## Start Page

# Are There Any Braun Digital Watch Fans Out There?



## Jack G (Apr 7, 2008)

Hello guys,

The two digital watches (Braun DW20 & Braun DW30) produced by Braun in 1977/1978 started off my digital watch collection in 1998.

This was pre e*ay days and hunting down watches was very difficult but I did eventually manage to buy the complete set of Braun digitals - a silver and black version of each model.

Over the past ten years I have owned many other LCD watches such as Omega, Heuer, Longines etc. but my digital collection is now long gone except for the Braun's, a Heuer Kentucky LCD and an Omega Seamaster LCD which I still have and regularly wear -plus a NOS Heuer Manhattan which has never been worn!

The forum seems to have covered nearly all brands of digital watches but never the two Braun models.

Are there any other Braun digital watch fans out there ?

Jack


----------



## Stuart Davies (Jan 13, 2008)

Hello Jack - Perhaps you could post some pictures - see HERE for some tips on how to do this.


----------



## Jack G (Apr 7, 2008)

Hello Stuart and thanks for response.

I had to replace my computer two weeks ago and cannot download the Camedia update I need to do pics because the download time on dial-up is in excess of 4 hours!!!!

I am going onto broadband (well overdue) and will post some pics as soon as I am up and running.

Jack


----------

## End Page
## Start Given information

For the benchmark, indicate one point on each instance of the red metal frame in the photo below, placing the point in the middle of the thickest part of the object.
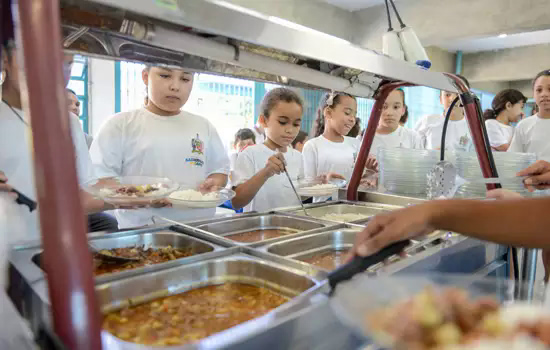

## End Given information

◆ Directions for this task
Reproduce word for word everything in the Braun digital watch thread from "Over the past" down to "(Jan 13, 2008)".

◆ Problem solution
Over the past ten years I have owned many other LCD watches such as Omega, Heuer, Longines etc. but my digital collection is now long gone except for the Braun's, a Heuer Kentucky LCD and an Omega Seamaster LCD which I still have and regularly wear -plus a NOS Heuer Manhattan which has never been worn!

The forum seems to have covered nearly all brands of digital watches but never the two Braun models.

Are there any other Braun digital watch fans out there ?

Jack


----------



## Stuart Davies (Jan 13, 2008)